In the reviewer report, why does the reviewer want the authors to discuss real-world applications of the geometric constraint strategy? Answer in one to three sentences.

▸ Page extract
▼
Research on Geometric Constraint Strategies for Controlling the Diameter of Micro-Shafts Manufactured via Wire Electric Discharge Grinding

Round 1

Reviewer 1 Report

Comments and Suggestions for Authors

 

Conditions Selection: It would be beneficial for the readers, the author could provide more detailed information about the selection of specific conditions in the TMTF-WEDG process. In reference to the spindle speed of 1200rpm, could you briefly justify why this specific speed was chosen for the experiment? Additionally, what criteria were considered when determining the parameters listed in Table 1?

Applications: While you have effectively demonstrated the effectiveness of the geometric constraint strategy in a controlled experimental setting, it would be valuable to discuss potential real-world applications. How might this approach be applied in industries or sectors where micro-shafts are critical components? Providing practical insights could significantly strengthen the paper.

In Figure 11, while it's evident that TNC1 > TNC2, could you provide a brief discussion on the implications and significance of this observation within the context of the theoretical tool-setting waveform analysis?

TA (TC1+TNC1) = TB (TC2+TNC2)≈ 50ms, the unit(ms) should be ms?

It's mentioned that the geometric constraint strategy addresses issues related to the fluctuation of the tool setting position and wire wear. Could you discuss if there are any potential limitations or challenges associated with implementing this strategy that should be taken into consideration?

The results in Figure 25 indeed showcase the ability of the TMTF-WEDG method, supported by the geometric constraint strategy, to consistently achieve micro-shafts with different target diameters. Could you elaborate on the specific implications of this precision control in the context of practical applications or industries where micro-shafts are utilized?

The sample B in Figure 25 is mentioned as a stepped micro-shaft with diameters of 40 μm and 80 μm. Could you discuss if there are any unique considerations or challenges associated with machining stepped micro-shafts compared to those with uniform diameters?

In Table 5, there's detailed information about the average diameter after processing, tangential feed distance, and compensation values for different micro-shafts. Could you provide some insights into how these parameters were determined or optimized for achieving such high accuracy in micro-shaft diameter control?
▲
▸ Excerpted records
▼
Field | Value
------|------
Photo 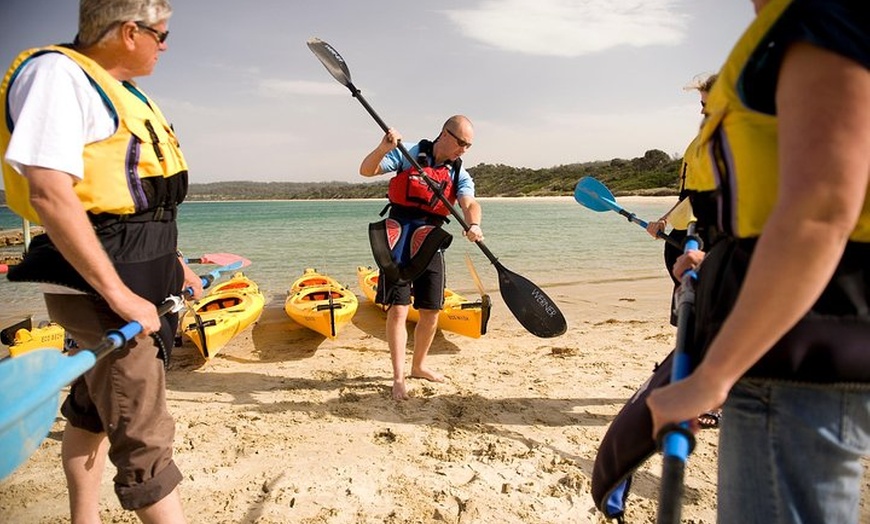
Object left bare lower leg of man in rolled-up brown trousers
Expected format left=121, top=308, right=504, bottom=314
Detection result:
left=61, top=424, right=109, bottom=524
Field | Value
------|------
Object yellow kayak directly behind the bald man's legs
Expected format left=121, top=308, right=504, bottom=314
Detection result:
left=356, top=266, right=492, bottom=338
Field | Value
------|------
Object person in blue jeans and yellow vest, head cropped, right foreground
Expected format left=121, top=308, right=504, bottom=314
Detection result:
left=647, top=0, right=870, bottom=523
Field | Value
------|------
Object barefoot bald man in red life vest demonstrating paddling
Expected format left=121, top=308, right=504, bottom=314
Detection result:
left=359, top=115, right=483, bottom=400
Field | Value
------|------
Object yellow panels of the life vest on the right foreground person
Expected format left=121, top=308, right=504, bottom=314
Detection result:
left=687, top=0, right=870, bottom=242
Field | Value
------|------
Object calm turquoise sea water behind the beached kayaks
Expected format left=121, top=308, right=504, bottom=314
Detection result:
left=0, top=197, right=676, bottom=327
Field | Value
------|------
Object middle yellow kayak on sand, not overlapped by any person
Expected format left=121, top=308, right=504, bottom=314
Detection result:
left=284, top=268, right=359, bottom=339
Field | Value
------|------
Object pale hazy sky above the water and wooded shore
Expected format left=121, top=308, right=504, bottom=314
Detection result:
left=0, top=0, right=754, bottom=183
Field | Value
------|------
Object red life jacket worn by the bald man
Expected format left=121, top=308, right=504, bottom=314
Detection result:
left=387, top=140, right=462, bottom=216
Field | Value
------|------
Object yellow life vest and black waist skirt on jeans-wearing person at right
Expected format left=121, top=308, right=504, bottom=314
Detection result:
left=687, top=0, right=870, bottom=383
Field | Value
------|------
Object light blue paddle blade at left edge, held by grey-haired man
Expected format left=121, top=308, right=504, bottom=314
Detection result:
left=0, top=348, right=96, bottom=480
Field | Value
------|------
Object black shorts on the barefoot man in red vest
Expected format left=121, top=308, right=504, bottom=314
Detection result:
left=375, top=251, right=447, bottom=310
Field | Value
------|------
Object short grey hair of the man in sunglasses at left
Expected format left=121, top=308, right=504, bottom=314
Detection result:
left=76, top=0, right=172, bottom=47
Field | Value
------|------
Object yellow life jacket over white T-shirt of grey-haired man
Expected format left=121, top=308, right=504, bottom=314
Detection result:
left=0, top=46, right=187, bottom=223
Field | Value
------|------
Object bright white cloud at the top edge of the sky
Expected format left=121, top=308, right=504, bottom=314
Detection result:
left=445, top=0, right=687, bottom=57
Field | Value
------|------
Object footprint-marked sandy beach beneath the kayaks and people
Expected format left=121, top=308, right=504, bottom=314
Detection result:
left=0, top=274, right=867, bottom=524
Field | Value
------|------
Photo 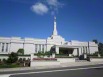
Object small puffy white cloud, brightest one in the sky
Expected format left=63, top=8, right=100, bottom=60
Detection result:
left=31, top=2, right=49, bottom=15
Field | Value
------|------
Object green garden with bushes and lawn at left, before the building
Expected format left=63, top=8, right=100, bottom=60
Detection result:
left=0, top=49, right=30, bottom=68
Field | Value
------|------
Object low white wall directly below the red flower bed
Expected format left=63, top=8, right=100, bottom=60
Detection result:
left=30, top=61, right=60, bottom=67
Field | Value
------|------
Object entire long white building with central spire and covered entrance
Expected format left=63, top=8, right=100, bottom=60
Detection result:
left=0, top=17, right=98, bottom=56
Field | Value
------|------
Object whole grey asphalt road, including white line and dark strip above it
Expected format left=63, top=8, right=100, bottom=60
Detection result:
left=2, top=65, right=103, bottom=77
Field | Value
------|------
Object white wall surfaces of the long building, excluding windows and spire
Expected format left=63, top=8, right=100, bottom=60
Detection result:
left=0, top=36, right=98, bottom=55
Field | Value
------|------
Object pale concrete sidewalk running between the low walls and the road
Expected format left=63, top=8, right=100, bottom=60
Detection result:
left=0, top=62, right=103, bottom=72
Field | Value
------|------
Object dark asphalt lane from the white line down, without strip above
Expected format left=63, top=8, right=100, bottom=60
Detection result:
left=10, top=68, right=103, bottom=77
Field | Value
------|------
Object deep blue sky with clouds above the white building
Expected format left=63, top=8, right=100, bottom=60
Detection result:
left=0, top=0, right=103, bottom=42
▲
▸ Answer to this task
The authors have shown that the strategy works only in a controlled experimental setting. The reviewer says that practical insights into how it could be used where micro-shafts are critical components could significantly strengthen the paper.